*THE REQUEST*:
Report each line of the records below in which the word "balcony" appears, copying every such line in full.

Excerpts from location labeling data
____
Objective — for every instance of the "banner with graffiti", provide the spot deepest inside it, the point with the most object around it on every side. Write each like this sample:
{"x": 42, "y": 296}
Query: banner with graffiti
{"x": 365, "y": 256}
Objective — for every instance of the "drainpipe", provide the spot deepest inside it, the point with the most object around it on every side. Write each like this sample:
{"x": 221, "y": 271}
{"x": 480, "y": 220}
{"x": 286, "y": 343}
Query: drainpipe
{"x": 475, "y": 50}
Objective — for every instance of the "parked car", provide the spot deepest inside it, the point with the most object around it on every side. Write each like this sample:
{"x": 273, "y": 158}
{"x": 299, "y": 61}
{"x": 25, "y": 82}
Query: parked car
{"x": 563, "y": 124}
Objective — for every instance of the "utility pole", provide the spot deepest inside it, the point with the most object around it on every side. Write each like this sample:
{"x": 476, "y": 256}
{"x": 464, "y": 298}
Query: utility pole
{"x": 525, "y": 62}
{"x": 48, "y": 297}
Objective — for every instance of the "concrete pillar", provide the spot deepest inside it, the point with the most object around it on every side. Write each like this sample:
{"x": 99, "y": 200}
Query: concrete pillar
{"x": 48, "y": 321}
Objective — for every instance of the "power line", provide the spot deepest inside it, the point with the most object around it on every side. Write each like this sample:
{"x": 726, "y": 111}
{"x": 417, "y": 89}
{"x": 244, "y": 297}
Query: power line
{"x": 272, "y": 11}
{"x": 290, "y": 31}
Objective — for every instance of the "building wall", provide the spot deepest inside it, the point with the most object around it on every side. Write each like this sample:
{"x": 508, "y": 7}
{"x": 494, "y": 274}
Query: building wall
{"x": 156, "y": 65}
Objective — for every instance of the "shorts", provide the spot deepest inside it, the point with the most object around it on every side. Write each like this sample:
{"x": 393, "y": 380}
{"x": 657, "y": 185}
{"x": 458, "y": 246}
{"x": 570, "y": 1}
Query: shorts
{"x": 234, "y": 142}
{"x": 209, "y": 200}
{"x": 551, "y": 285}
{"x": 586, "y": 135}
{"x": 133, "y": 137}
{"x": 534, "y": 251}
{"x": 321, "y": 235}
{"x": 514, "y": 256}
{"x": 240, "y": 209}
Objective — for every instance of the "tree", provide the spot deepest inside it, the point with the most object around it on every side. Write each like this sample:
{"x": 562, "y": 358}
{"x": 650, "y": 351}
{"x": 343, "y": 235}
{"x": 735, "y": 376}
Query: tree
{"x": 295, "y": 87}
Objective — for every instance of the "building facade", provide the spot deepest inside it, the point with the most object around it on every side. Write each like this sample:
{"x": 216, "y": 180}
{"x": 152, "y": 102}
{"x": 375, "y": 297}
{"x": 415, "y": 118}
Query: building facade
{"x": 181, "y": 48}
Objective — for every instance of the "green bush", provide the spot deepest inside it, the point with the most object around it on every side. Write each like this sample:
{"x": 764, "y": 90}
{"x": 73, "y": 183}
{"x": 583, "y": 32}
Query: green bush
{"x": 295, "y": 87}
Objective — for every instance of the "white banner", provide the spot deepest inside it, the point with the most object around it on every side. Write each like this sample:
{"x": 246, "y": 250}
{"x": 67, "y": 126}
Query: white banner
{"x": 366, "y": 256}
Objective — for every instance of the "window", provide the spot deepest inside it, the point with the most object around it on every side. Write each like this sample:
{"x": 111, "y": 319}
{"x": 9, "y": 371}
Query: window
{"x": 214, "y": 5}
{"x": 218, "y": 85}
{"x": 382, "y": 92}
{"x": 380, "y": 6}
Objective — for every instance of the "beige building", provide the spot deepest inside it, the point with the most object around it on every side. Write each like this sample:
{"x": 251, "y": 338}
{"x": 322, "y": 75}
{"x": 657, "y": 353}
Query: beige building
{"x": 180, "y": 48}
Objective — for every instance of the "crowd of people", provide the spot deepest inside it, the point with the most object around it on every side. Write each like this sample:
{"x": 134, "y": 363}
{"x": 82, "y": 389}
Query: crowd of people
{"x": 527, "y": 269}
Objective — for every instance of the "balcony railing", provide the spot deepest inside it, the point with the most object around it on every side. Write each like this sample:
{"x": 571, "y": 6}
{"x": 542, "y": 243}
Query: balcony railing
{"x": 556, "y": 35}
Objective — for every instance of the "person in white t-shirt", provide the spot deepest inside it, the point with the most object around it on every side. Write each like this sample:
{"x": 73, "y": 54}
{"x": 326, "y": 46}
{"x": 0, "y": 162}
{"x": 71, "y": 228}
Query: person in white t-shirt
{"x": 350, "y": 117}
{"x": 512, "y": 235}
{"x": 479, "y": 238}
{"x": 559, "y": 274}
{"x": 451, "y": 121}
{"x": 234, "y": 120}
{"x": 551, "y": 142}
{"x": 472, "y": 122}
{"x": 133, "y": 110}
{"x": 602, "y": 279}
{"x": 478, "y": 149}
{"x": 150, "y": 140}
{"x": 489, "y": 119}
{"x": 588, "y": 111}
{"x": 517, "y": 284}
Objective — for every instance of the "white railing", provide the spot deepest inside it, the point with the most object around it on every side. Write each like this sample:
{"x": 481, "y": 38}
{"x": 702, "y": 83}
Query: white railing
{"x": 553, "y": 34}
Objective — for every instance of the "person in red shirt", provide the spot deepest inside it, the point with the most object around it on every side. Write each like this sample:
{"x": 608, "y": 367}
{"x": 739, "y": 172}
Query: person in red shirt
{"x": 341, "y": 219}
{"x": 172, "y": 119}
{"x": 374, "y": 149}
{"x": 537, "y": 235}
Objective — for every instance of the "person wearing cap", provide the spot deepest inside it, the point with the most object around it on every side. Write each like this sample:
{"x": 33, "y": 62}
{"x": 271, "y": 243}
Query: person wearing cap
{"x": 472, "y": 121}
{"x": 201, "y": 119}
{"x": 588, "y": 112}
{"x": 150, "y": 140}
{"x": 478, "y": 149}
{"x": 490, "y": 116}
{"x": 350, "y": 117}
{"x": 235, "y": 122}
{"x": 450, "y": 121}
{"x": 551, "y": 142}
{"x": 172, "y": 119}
____
*RESULT*:
Objective — for every instance of the "balcony railing", provide the spot deepest inside it, the point with the most object around it on every side. Write each like this sample:
Query: balcony railing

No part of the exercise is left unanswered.